▸ **What is expected**: Copy out the stretch of lines from the one containing "TARGET = man with white hard hat" through the final line, requests included, and raise every pixel coordinate in the answers by 139. Leave the pictures out of your copy.

▸ **Provided data**:

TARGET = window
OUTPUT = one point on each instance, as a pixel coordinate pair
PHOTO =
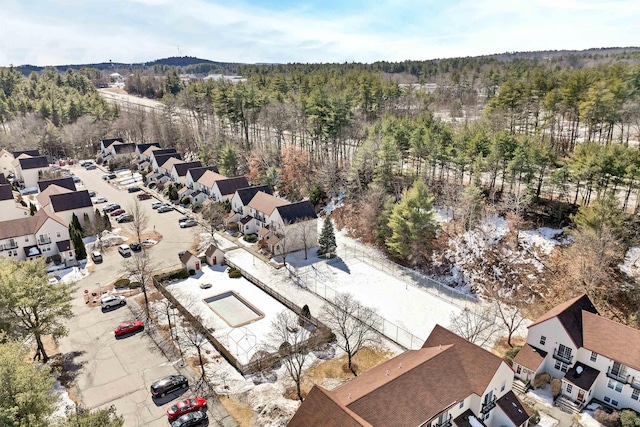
(615, 385)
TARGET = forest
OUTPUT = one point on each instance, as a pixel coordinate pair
(540, 139)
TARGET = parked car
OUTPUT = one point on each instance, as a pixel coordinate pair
(186, 406)
(124, 250)
(191, 419)
(111, 207)
(112, 301)
(168, 384)
(128, 327)
(188, 223)
(96, 256)
(125, 217)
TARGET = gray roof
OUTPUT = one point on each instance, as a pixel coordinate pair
(5, 192)
(70, 201)
(247, 193)
(294, 212)
(34, 163)
(183, 168)
(32, 153)
(62, 182)
(196, 173)
(231, 185)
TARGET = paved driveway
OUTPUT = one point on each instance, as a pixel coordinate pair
(120, 371)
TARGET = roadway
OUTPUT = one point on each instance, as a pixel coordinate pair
(120, 372)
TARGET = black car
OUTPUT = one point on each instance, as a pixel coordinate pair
(197, 418)
(169, 384)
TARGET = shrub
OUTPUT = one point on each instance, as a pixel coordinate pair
(541, 380)
(556, 387)
(629, 418)
(251, 238)
(608, 420)
(511, 354)
(234, 273)
(122, 283)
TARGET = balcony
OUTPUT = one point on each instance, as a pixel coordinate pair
(488, 406)
(563, 357)
(445, 423)
(618, 376)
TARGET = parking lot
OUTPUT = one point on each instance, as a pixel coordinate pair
(120, 371)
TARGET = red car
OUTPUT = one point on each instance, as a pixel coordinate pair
(186, 406)
(128, 327)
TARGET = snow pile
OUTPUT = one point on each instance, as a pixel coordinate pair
(631, 264)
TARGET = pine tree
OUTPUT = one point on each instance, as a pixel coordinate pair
(412, 225)
(327, 241)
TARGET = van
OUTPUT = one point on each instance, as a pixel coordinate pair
(124, 250)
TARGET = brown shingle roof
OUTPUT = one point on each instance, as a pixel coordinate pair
(569, 314)
(266, 203)
(605, 337)
(530, 357)
(320, 409)
(209, 178)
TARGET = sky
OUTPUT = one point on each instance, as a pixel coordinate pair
(61, 32)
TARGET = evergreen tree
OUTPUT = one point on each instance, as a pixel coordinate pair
(327, 240)
(412, 225)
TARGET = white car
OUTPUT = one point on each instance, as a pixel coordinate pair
(112, 301)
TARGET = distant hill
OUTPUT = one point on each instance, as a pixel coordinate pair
(185, 63)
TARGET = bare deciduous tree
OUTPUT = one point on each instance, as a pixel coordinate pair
(141, 267)
(476, 324)
(292, 345)
(353, 324)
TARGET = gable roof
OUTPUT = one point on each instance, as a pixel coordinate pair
(143, 147)
(196, 173)
(266, 203)
(28, 225)
(569, 314)
(6, 192)
(70, 201)
(295, 212)
(209, 178)
(230, 185)
(32, 153)
(34, 163)
(107, 142)
(44, 198)
(60, 182)
(182, 168)
(603, 336)
(161, 159)
(247, 193)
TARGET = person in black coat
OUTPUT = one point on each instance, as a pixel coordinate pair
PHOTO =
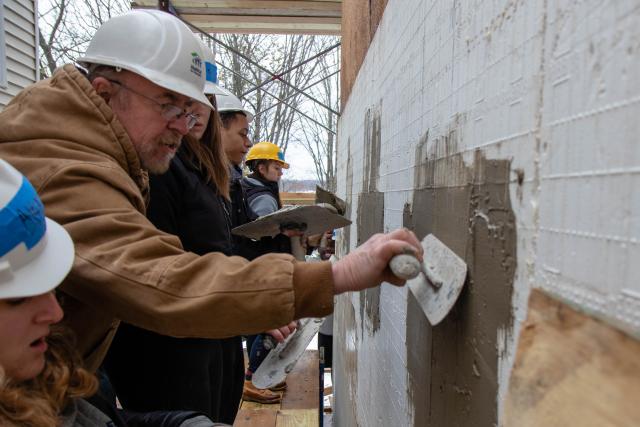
(154, 372)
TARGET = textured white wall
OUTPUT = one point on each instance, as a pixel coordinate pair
(552, 85)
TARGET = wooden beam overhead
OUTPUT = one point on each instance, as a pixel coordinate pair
(258, 16)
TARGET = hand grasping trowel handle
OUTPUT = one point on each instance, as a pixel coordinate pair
(444, 274)
(407, 267)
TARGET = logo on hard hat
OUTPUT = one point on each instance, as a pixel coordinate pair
(196, 64)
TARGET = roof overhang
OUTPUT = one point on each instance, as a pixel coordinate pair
(257, 16)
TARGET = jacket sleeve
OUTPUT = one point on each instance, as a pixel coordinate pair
(127, 267)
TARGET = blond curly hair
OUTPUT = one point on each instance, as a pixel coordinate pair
(40, 401)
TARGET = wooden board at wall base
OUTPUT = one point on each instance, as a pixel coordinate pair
(572, 370)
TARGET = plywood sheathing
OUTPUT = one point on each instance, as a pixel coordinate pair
(452, 368)
(572, 370)
(360, 19)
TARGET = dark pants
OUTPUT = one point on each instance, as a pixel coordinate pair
(152, 372)
(257, 352)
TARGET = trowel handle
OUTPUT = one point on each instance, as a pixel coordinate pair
(296, 248)
(408, 267)
(405, 266)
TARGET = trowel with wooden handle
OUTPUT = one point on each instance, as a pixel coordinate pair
(312, 219)
(437, 281)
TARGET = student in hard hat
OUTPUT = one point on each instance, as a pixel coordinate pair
(87, 143)
(235, 119)
(42, 382)
(265, 160)
(151, 371)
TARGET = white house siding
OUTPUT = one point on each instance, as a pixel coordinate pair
(20, 38)
(529, 106)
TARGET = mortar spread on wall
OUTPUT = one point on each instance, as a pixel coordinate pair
(468, 207)
(370, 218)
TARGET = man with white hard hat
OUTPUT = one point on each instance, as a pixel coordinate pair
(86, 142)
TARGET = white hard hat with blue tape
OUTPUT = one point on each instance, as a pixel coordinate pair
(36, 253)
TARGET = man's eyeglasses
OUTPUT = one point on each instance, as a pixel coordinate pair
(168, 112)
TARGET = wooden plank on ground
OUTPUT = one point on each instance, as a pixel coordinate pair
(572, 370)
(256, 418)
(303, 384)
(297, 418)
(253, 405)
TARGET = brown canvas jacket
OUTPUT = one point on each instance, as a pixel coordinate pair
(63, 136)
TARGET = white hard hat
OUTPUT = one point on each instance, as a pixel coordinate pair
(228, 102)
(211, 72)
(35, 252)
(155, 45)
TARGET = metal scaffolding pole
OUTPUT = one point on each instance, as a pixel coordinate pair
(260, 67)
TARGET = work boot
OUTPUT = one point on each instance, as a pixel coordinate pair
(279, 387)
(253, 394)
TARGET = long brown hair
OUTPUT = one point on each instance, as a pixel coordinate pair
(40, 401)
(208, 154)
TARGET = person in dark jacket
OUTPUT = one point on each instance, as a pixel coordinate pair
(266, 161)
(235, 139)
(42, 380)
(155, 372)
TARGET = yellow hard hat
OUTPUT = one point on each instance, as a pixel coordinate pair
(267, 151)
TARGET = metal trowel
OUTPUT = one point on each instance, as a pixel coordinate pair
(437, 281)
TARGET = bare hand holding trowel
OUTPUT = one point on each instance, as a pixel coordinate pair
(437, 281)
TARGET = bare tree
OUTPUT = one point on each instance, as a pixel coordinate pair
(278, 104)
(318, 137)
(67, 26)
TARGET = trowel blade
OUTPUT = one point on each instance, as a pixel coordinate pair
(317, 218)
(281, 360)
(442, 263)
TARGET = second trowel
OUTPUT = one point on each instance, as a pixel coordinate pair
(437, 281)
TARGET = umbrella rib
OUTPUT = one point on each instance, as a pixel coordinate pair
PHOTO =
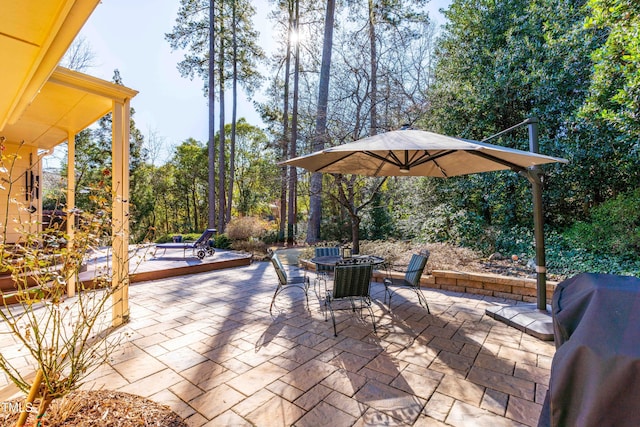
(333, 162)
(384, 159)
(513, 166)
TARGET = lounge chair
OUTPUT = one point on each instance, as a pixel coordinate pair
(200, 248)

▸ **Expected answer**:
TARGET = man with white hard hat
OUTPUT = one point on each instance, as a pixel coordinate pair
(225, 281)
TARGET = white hard hat with blue tape
OUTPUT = one point on each instance, as a pixel coordinate pair
(175, 392)
TARGET = man's eyeglasses
OUTPUT = one point on each instance, as a pixel coordinate pair
(307, 251)
TARGET = wooden plank on ground
OUTPUT = one point on each instance, as a pixel coordinate pair
(711, 509)
(395, 557)
(442, 523)
(436, 557)
(392, 544)
TARGET = brown canvas jacket
OUTPUT = one point on each instance, as a pixel coordinate pair
(202, 275)
TARGET = white hard hat
OUTPUT = one point on each instance, as a pixel coordinate pair
(367, 241)
(350, 211)
(174, 391)
(294, 184)
TARGET = metal scaffolding pole
OUTPUT = one point on each instance, as a pixel coordinate pair
(399, 206)
TARGET = work boot
OUTPUT = one point on each instance, as a pixel coordinate pair
(418, 526)
(392, 533)
TARGET = long brown hair
OUTPUT = one point on each instance, as a pixel coordinate pair
(179, 540)
(347, 293)
TARGET = person in dark jacket
OUTPUT = one point on each instance, as a pixel coordinate pair
(405, 300)
(374, 278)
(181, 519)
(294, 511)
TARGET = yellow hard hat
OUTPUT = one point on each instance, as a pixel coordinate pair
(406, 290)
TARGET = metal trowel
OUTPUT = one point on each instance, as a pixel coordinate pair
(576, 420)
TARGET = bare hand holding trowel
OUTPUT = one point on each instance, as a pixel coordinate pair
(576, 420)
TARGET = bare tree
OUTPUT = one point on each instance, as a pixel coordinate pair
(417, 243)
(457, 276)
(206, 165)
TARGET = trowel blade
OUTPUT = one point on each instance, as a pixel coordinate pair
(456, 357)
(420, 499)
(581, 402)
TARGET = second trowel
OUTPUT = one point on each instance, as a pixel coordinate pair
(576, 420)
TARGET = umbrella rib
OUTPUT = one point on each instance, as a pixel coordinate pair
PHOTO =
(472, 301)
(523, 298)
(652, 305)
TARGET = lounge chair
OUTPUT = one point on each instance, as a pixel coordinate pair
(339, 387)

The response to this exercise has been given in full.